___ Data provided ___
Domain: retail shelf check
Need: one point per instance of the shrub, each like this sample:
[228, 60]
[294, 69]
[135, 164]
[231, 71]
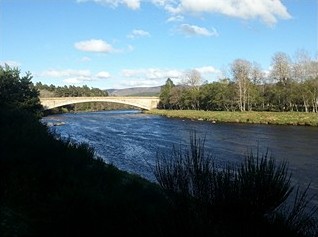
___
→ **Exercise requirements**: Reproduce all of the entries exactly as they appear, though any picture they include must be omitted.

→ **Solution to the problem**:
Domain: retail shelf check
Need: one point per instance of the shrub, each like this sample:
[228, 60]
[294, 69]
[135, 164]
[231, 71]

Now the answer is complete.